#### [TASK]
When you reach the line containing "If you would be so kind as to spot the earring", repeat it and every line after it exactly, stopping only at the end of the listing.

#### [SUPPLIED DATA]

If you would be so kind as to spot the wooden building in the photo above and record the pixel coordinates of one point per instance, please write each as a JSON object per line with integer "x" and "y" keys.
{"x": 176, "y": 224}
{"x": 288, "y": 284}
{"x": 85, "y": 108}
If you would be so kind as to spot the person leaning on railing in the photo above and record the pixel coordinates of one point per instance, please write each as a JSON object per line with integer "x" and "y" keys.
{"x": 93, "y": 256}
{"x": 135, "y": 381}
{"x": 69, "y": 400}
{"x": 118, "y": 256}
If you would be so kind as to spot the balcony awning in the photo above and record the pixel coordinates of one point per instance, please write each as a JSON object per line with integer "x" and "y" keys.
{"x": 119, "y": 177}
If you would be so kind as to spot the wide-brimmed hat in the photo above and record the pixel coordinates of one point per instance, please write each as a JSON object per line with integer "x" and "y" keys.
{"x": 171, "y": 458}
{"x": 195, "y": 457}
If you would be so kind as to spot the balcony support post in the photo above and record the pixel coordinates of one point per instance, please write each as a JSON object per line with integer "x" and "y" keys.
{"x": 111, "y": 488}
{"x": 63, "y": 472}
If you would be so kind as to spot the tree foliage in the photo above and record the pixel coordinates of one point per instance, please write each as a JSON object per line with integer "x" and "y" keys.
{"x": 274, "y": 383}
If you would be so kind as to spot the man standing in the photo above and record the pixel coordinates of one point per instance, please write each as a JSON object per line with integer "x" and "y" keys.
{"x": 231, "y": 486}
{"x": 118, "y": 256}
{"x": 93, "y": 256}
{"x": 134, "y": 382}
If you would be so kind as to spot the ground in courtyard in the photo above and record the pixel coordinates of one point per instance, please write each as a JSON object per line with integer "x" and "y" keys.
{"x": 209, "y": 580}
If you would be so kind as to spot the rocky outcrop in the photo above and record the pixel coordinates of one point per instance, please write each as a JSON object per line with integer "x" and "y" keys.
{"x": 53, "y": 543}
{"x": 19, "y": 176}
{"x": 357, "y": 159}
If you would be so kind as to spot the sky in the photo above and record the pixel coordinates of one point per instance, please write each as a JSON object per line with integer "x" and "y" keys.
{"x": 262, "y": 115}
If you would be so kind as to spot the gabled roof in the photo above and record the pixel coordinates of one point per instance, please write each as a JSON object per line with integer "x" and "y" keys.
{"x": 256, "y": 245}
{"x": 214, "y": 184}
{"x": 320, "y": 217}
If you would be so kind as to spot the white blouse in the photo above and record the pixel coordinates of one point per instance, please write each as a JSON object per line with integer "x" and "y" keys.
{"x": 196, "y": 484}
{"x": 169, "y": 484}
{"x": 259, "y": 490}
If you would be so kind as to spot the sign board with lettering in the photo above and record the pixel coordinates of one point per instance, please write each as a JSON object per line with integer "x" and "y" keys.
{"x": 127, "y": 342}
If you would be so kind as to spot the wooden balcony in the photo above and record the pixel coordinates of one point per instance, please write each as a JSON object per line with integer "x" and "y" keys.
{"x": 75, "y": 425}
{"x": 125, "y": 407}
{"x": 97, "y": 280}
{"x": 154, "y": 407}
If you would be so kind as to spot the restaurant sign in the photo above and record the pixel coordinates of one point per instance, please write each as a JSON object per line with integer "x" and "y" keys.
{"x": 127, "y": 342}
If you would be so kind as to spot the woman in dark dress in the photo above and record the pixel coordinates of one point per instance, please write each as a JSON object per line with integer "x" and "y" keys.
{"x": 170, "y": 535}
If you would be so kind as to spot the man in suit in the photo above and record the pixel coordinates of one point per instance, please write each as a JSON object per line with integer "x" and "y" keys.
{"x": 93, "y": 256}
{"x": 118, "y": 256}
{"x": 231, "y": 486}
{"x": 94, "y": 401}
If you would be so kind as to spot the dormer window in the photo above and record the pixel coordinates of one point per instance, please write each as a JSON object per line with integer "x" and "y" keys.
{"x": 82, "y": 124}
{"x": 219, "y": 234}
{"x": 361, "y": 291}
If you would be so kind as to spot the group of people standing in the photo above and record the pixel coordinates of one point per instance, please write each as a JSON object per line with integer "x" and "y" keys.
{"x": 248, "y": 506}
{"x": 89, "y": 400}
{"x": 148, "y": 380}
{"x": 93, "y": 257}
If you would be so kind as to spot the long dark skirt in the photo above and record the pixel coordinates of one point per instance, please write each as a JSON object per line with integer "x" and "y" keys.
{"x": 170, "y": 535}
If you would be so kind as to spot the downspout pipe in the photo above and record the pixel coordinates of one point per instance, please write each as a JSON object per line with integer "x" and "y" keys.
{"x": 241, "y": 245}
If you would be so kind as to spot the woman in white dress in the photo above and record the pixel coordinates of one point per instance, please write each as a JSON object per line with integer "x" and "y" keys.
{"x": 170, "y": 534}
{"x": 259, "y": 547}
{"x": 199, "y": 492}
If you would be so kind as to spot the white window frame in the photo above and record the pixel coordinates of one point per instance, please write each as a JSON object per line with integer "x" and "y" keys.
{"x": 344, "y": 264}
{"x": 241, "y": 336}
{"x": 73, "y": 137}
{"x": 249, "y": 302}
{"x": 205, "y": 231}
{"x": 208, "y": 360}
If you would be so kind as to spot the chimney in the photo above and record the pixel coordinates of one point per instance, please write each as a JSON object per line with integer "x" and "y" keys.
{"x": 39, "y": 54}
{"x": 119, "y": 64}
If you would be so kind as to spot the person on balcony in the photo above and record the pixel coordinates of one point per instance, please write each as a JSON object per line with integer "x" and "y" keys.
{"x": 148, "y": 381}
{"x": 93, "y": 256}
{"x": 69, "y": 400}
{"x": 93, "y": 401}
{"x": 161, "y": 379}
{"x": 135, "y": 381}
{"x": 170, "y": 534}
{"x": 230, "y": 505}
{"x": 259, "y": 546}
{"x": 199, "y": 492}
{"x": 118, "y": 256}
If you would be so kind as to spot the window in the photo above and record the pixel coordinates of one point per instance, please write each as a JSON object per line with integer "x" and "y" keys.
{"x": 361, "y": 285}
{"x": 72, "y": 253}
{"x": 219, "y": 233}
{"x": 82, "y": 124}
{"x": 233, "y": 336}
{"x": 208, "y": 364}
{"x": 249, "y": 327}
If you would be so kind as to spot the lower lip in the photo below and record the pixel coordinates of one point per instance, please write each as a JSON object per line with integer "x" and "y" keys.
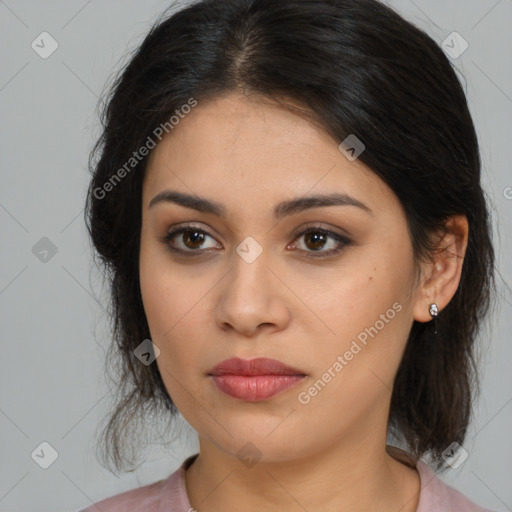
{"x": 255, "y": 387}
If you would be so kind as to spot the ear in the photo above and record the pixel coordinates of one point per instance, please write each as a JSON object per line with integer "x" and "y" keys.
{"x": 441, "y": 276}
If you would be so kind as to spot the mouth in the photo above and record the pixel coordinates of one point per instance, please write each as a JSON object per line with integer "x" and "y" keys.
{"x": 254, "y": 380}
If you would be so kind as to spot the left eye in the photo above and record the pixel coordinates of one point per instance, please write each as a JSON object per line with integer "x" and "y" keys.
{"x": 315, "y": 241}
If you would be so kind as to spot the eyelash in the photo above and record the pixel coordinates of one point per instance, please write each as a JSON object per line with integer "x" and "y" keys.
{"x": 343, "y": 241}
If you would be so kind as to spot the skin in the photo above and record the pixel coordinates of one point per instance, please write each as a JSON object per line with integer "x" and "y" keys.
{"x": 328, "y": 454}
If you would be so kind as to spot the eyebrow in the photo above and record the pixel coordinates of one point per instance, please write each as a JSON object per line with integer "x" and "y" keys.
{"x": 281, "y": 210}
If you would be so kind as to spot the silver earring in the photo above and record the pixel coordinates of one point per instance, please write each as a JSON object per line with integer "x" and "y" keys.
{"x": 434, "y": 311}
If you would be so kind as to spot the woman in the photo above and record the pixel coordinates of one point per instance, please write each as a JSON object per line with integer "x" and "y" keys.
{"x": 287, "y": 200}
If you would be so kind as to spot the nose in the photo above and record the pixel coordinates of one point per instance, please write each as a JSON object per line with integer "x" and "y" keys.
{"x": 252, "y": 299}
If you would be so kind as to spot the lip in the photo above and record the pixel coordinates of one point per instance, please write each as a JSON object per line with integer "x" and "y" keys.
{"x": 256, "y": 366}
{"x": 256, "y": 379}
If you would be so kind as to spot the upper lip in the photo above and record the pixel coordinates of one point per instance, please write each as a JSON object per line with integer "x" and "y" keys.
{"x": 256, "y": 366}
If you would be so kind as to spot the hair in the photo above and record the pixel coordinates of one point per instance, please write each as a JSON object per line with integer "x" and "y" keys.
{"x": 352, "y": 67}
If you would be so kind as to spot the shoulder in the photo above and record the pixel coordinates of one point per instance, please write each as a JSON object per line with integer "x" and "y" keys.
{"x": 165, "y": 495}
{"x": 437, "y": 495}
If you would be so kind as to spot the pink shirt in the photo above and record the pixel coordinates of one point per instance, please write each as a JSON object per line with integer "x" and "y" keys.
{"x": 170, "y": 495}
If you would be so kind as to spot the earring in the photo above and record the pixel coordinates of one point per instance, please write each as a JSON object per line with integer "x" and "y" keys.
{"x": 434, "y": 311}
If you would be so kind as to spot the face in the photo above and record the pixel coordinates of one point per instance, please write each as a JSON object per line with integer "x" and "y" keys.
{"x": 325, "y": 289}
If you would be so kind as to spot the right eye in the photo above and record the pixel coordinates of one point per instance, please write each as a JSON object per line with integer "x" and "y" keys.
{"x": 190, "y": 240}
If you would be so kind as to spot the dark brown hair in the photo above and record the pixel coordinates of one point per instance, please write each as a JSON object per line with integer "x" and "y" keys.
{"x": 358, "y": 68}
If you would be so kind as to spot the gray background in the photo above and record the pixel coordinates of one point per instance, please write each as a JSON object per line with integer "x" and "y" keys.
{"x": 54, "y": 332}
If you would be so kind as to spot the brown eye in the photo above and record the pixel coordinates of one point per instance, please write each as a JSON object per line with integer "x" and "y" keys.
{"x": 316, "y": 240}
{"x": 193, "y": 238}
{"x": 188, "y": 239}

#### [WORKED SOLUTION]
If you would be so kind as to spot the earring in the photo above and record the pixel coordinates of one point per instance, please write each as a JSON object per line with integer "x" and "y" keys.
{"x": 434, "y": 311}
If you would be so kind as to spot the face in the photo above and record the pixel coordinates of one point per instance, please write each as a JSON object per line with integer "x" and "y" keys.
{"x": 325, "y": 289}
If you would be so kind as to spot the right eye in the photo above and record the pixel coordinates of one point per instance, please write each as a JSON object per line with integer "x" and "y" keys.
{"x": 190, "y": 240}
If you would be so kind as to spot the dark brown hair in the photo above and record the pixel coordinates of one point per instance, please write each as a JSON object per line with integer "x" and "y" keys.
{"x": 358, "y": 68}
If you would be so kind as to spot the gray background in the photo above and record the pixel coordinates of one point per instance, please write each as a JSON object per line with integer "x" and "y" keys.
{"x": 54, "y": 332}
If you would be so kind as to spot the brown eye in the photo above and record the pixel coordinates of one point per instance, please write each as a JSON object per line with integer "x" and "y" keys.
{"x": 316, "y": 240}
{"x": 193, "y": 238}
{"x": 188, "y": 239}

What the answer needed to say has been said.